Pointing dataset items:
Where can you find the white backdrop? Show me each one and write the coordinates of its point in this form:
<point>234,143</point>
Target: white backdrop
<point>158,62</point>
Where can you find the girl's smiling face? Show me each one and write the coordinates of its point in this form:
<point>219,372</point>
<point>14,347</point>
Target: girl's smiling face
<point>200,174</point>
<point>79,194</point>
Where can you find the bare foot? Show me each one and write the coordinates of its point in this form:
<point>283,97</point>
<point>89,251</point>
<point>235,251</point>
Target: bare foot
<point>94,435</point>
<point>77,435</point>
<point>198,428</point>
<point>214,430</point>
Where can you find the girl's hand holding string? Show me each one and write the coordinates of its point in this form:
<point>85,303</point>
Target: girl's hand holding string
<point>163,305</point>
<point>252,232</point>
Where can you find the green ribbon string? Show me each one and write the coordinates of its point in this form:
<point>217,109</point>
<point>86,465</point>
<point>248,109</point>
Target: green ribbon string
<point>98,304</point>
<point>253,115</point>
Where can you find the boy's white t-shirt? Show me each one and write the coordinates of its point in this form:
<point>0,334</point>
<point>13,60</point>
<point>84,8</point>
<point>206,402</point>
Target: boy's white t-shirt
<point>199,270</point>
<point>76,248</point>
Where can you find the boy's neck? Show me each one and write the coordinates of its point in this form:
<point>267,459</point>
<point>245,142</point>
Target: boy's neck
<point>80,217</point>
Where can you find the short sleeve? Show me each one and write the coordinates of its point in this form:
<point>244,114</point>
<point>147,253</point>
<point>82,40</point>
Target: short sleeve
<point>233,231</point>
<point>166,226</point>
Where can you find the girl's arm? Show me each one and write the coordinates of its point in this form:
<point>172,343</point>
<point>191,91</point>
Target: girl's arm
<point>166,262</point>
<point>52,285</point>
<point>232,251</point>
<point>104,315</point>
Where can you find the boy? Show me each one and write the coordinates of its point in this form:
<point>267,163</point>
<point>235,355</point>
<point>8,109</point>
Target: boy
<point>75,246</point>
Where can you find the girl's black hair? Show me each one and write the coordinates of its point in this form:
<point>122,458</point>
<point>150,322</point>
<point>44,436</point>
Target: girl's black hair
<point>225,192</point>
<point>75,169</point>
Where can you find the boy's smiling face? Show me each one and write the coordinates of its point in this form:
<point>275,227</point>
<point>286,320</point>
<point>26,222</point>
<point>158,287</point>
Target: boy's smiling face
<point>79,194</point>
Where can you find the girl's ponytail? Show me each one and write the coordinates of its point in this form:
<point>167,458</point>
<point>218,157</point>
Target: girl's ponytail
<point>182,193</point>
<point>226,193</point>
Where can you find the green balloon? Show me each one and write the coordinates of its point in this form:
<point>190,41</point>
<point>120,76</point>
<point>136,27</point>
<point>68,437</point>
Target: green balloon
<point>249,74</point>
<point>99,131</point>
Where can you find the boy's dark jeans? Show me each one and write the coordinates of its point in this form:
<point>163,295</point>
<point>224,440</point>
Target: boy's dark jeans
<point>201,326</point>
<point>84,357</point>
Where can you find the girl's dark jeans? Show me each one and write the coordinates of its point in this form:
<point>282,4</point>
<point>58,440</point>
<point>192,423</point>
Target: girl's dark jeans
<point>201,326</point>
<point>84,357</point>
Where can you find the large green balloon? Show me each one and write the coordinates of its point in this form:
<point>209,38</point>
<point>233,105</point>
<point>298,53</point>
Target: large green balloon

EXERCISE PROMPT> Lay out every line of the items above as a JSON list of strings, one string per line, and leave out any blank lines.

REPLY>
[
  "Where can you find the white backdrop? Show me each one and write the coordinates of its point in this form:",
  "<point>234,143</point>",
  "Target: white backdrop",
  "<point>158,62</point>",
  "Where can you find the girl's smiling face? Show me each one and write the coordinates of its point in this form:",
  "<point>219,372</point>",
  "<point>14,347</point>",
  "Target: girl's smiling face",
  "<point>200,174</point>",
  "<point>79,194</point>",
  "Where can you find the bare foot? Show me each one and write the coordinates of its point in this form:",
  "<point>283,97</point>",
  "<point>89,251</point>",
  "<point>235,251</point>",
  "Target: bare foot",
  "<point>94,435</point>",
  "<point>77,435</point>",
  "<point>198,428</point>",
  "<point>214,430</point>",
  "Where can you find the girl's hand holding string? Show me each one and write the coordinates of its point in this form:",
  "<point>85,303</point>",
  "Target: girl's hand holding string",
  "<point>163,305</point>",
  "<point>252,232</point>",
  "Where can you find the green ribbon string? Show me each one and write the coordinates of its point in this form:",
  "<point>217,109</point>",
  "<point>86,465</point>",
  "<point>248,109</point>",
  "Target: green ribbon string",
  "<point>98,304</point>",
  "<point>253,115</point>",
  "Where can you find the boy's white t-shirt? Show me each one and write the coordinates of its point in this form:",
  "<point>0,334</point>",
  "<point>13,60</point>",
  "<point>84,8</point>",
  "<point>206,402</point>",
  "Target: boy's white t-shirt",
  "<point>199,270</point>",
  "<point>76,248</point>",
  "Where can you find the boy's neck? Show me each one and write the coordinates of its point in this form:",
  "<point>267,459</point>",
  "<point>245,142</point>",
  "Target: boy's neck",
  "<point>80,217</point>",
  "Where can you find the short sleeve? Show me each one and write the coordinates of its point in this form:",
  "<point>244,114</point>",
  "<point>147,253</point>",
  "<point>82,40</point>",
  "Target: short sleeve",
  "<point>233,231</point>",
  "<point>166,226</point>",
  "Where can you find the girl's arm? Show me each one and write the coordinates of its point in this form:",
  "<point>172,343</point>",
  "<point>191,91</point>",
  "Target: girl's arm",
  "<point>166,262</point>",
  "<point>52,285</point>",
  "<point>232,251</point>",
  "<point>104,315</point>",
  "Where can you find the boy? Show me each one and write the coordinates of its point in this form:",
  "<point>267,163</point>",
  "<point>235,355</point>",
  "<point>8,109</point>",
  "Target: boy",
  "<point>75,246</point>",
  "Where can you find the girl's black hair? Show me each one and write the coordinates of its point in this form:",
  "<point>122,458</point>",
  "<point>150,322</point>",
  "<point>44,436</point>",
  "Target: girl's black hair",
  "<point>225,192</point>",
  "<point>75,169</point>",
  "Where can you find the boy's smiling face? Show me each one and write the coordinates of its point in this form:",
  "<point>275,227</point>",
  "<point>286,320</point>",
  "<point>26,222</point>",
  "<point>158,287</point>",
  "Target: boy's smiling face",
  "<point>79,194</point>",
  "Where can you find the girl's ponytail? Show me each one and write the coordinates of its point in this form:",
  "<point>167,458</point>",
  "<point>218,157</point>",
  "Target: girl's ponytail",
  "<point>182,193</point>",
  "<point>226,193</point>",
  "Where can you find the green balloon? Show me each one and write the coordinates of its point in this form:",
  "<point>190,41</point>",
  "<point>120,76</point>",
  "<point>136,27</point>",
  "<point>68,437</point>",
  "Target: green balloon",
  "<point>249,74</point>",
  "<point>99,131</point>",
  "Where can you find the boy's dark jeans? Show me each one and write the coordinates of its point in this form:",
  "<point>163,295</point>",
  "<point>224,440</point>",
  "Target: boy's dark jeans",
  "<point>201,326</point>",
  "<point>84,357</point>",
  "Where can you find the girl's dark jeans? Show me each one and write the coordinates of its point in this form:",
  "<point>282,4</point>",
  "<point>58,440</point>",
  "<point>192,423</point>",
  "Target: girl's dark jeans",
  "<point>201,326</point>",
  "<point>84,357</point>",
  "Where can you find the large green balloon? Show me each one and write the coordinates of its point in this form:",
  "<point>209,38</point>",
  "<point>233,105</point>",
  "<point>298,53</point>",
  "Target: large green balloon"
]